The evidence linking physical and social impairment with video game use, however, is far from clear. Specifically, studies have indicated an association between amount of electronic media use and childhood obesity for only certain populations, such as post-menarchal females and children at risk for obesity (Vandewater & Cummings, 2008). Thus, the amount of time spent playing video games per se is not an adequate explanation for weight gain for all children and adolescents. Video games could potentially encourage youth to spend time with friends or family members.
Mainstreaming of exergames comes at a time when youth are participating in fewer physical activities. For instance, only 15,3 percent of U.S. adolescents met the amount of physical activity recommended in the Healthy People, which is 60 minutes or more every day (Fulton et al., 2011). The prevalence of adolescents meeting recommended activity amounts was lower for females than males (8.4% vs. 21.9%, respectively) and for African American than Caucasian students (15.0 vs. 16.9%, respectively) Fulton et al., 2011).
One new innovative game console, the Nintendo Wii, may bridge the gap between electronic entertainment and certain developmental needs of adolescents, including the needs for daily exercise and social interaction (Staiano & Calvert, 2011a). The Nintendo Wii Sports exergames are innovative in that they require gross motor physical movement to play. During play with Nintendo Wii exergames, movement in 3D space is translated onto the 2D screen of a video monitor. Movement is captured and translated via a unique interface through which the system “reads” a player’s physical movements through communication between the WiiMote controller and a sensor bar placed above or below the video screen. For example, in a “real” tennis game, a player holds and swings a racket at about waist height, using either forehand or backhand movements. In “screen” tennis, a player can hold and swing a WiiMote “racket” with the same movements used in a “real” game of tennis, and the motion-sensing technology of the WiiMote translates those movements to an animated on-screen character.

Coordinate annotation notes

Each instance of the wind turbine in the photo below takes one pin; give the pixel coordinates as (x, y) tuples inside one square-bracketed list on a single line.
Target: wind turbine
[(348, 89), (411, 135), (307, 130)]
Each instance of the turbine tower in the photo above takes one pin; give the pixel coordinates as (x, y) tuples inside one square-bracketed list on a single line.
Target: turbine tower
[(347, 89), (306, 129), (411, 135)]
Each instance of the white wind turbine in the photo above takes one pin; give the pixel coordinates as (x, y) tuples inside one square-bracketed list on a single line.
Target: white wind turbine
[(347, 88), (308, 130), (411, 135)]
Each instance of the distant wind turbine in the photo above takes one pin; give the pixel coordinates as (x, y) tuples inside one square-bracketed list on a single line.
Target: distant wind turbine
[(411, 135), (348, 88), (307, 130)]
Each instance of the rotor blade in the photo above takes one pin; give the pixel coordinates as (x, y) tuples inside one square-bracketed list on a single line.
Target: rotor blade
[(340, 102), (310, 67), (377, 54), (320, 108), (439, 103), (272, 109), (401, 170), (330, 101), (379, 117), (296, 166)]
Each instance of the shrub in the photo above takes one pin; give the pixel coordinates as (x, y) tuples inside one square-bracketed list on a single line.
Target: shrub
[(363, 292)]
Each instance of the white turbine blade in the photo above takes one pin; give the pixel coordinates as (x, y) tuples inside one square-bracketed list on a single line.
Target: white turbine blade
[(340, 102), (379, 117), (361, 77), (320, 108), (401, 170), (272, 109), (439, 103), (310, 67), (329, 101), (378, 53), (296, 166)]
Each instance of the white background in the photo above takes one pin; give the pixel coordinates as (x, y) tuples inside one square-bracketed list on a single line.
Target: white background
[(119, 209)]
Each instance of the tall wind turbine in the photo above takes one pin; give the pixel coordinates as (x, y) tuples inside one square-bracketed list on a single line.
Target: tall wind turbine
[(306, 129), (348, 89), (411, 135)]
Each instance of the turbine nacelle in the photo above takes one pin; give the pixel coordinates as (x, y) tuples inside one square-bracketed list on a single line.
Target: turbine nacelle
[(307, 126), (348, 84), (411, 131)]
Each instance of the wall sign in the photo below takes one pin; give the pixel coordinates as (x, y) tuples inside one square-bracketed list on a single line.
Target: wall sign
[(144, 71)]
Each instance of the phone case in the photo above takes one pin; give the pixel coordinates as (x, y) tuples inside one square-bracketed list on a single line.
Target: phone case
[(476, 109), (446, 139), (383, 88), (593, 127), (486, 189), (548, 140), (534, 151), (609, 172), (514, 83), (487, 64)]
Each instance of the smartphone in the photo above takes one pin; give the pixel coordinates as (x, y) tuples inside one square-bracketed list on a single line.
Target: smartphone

### EXERCISE DESCRIPTION
Translate this sentence from the text on exergames into Spanish: "The Nintendo Wii Sports exergames are innovative in that they require gross motor physical movement to play."

### THE OUTPUT
Los exergames de Nintendo Wii Sports son innovadores en cuanto que para jugarlos se requiere movimiento físico de motricidad gruesa.